• [任务 1]: 把魔法猪学院题解的代码里用 #define 定义的宏名全部列出来。

• [摘录文本]:
┄┄┄┄┄┄┄┄┄┄

[SDOI 2010]魔法猪学院

Description

题库链接

给出一张 $n$ 个点 $m$ 条边有向图,询问最多有多少条不同的路径从 $1$ 到 $n$ 并且路径长度和 $\leq E$ 。

$2\leq n\leq 5000,1\leq m\leq 200000,1\leq E\leq 10^7$

Solution

由于要求最多多少条,我们有贪心的思想,选取尽可能短的路径不会差。

那么题目就变成了求这张图 $1\rightarrow n$ 的最短的 $ans$ 条路径,并且路径的长度和 $\leq E$ 。

就变成了裸的 $k$ 短路问题。

由 $f(x)=g(x)+h(x)$ ,由于让路径尽可能短,那么估价函数 $h(x)$ 就取点 $x$ 到 $n$ 的最短路就好了。

b站上这道题代码写的丑的 $stl$ 会 $MLE$ ,像我这种菜鸡肯定过不了,只能手写可并堆了...

Code

//It is made by Awson on 2018.3.1
#include <bits/stdc++.h>
#define LL long long
#define dob complex<double>
#define Abs(a) ((a) < 0 ? (-(a)) : (a))
#define Max(a, b) ((a) > (b) ? (a) : (b))
#define Min(a, b) ((a) < (b) ? (a) : (b))
#define Swap(a, b) ((a) ^= (b), (b) ^= (a), (a) ^= (b))
#define writeln(x) (write(x), putchar('\n'))

┄┄┄┄┄┄┄┄┄┄

(提取的记录)
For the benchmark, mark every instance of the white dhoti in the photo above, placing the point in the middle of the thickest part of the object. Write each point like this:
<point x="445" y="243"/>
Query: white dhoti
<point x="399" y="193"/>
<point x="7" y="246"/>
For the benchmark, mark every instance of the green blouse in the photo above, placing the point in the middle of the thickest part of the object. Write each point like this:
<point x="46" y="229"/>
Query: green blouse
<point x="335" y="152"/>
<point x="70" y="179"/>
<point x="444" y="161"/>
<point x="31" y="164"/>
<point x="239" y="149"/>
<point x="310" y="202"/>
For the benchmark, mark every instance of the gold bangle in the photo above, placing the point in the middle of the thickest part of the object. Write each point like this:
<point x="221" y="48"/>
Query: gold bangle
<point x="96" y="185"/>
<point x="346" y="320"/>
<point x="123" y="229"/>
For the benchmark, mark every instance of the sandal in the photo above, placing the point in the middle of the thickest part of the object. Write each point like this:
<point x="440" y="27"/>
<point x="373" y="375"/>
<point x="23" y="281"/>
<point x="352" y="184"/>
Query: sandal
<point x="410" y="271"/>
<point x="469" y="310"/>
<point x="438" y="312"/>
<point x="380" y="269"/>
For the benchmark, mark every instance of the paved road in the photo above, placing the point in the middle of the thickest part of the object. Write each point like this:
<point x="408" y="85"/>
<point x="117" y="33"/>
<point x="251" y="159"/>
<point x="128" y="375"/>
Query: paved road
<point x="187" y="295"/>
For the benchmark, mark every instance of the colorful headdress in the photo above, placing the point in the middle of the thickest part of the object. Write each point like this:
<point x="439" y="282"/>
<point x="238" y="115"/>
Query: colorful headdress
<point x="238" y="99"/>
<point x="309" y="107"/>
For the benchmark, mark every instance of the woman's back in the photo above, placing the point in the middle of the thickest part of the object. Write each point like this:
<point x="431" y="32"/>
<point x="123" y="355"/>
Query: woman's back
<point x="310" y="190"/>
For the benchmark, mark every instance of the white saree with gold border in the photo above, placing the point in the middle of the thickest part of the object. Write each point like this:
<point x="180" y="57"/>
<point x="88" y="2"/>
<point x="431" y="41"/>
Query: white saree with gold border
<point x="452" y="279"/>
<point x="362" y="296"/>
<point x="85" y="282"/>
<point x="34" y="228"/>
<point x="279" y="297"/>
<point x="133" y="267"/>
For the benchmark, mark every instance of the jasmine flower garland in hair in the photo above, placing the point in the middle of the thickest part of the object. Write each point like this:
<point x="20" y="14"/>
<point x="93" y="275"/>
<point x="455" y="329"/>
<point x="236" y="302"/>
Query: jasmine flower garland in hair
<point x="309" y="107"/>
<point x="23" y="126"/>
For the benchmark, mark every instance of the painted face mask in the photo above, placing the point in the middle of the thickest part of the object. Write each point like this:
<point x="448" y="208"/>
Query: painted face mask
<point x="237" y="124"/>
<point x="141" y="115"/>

┄┄┄┄┄┄┄┄┄┄

• [任务 2]: 逐字照抄列表里的几行：从含有“For the benchmark, mark every instance of the jasmine”的那一行起，一直到列表最后一行，首尾两行都算在内。

• [书面回答 1]: LL、dob、Abs、Max、Min、Swap、writeln

• [书面回答 2]:
For the benchmark, mark every instance of the jasmine flower garland in hair in the photo above, placing the point in the middle of the thickest part of the object. Write each point like this:
<point x="20" y="14"/>
<point x="93" y="275"/>
<point x="455" y="329"/>
<point x="236" y="302"/>
Query: jasmine flower garland in hair
<point x="309" y="107"/>
<point x="23" y="126"/>
For the benchmark, mark every instance of the painted face mask in the photo above, placing the point in the middle of the thickest part of the object. Write each point like this:
<point x="448" y="208"/>
Query: painted face mask
<point x="237" y="124"/>
<point x="141" y="115"/>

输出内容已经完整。